TASK DETAILS ::
How many lines of the data below contain the word "person"? Reply with the number alone.

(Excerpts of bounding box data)
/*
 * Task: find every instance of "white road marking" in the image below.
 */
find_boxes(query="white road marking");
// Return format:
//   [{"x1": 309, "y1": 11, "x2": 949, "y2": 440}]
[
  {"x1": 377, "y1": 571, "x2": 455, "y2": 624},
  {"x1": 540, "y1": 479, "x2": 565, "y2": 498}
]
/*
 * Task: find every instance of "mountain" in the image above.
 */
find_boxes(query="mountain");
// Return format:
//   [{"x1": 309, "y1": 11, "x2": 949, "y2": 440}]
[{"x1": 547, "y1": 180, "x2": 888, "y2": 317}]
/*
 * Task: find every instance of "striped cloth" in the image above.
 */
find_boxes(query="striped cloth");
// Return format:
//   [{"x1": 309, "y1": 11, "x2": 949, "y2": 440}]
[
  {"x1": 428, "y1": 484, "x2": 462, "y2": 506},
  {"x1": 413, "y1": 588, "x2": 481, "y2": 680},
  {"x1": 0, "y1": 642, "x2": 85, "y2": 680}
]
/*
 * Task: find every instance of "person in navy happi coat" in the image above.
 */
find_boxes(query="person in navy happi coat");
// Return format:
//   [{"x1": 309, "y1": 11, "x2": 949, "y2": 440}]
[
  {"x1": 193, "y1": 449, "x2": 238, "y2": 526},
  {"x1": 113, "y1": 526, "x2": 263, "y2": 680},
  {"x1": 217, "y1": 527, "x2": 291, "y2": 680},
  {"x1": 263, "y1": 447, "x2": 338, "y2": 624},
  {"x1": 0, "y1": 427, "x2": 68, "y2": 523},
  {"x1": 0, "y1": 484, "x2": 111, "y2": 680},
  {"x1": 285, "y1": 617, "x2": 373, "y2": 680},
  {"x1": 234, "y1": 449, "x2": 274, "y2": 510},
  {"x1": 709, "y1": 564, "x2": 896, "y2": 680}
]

ANSWER FOR THIS EXERCISE ::
2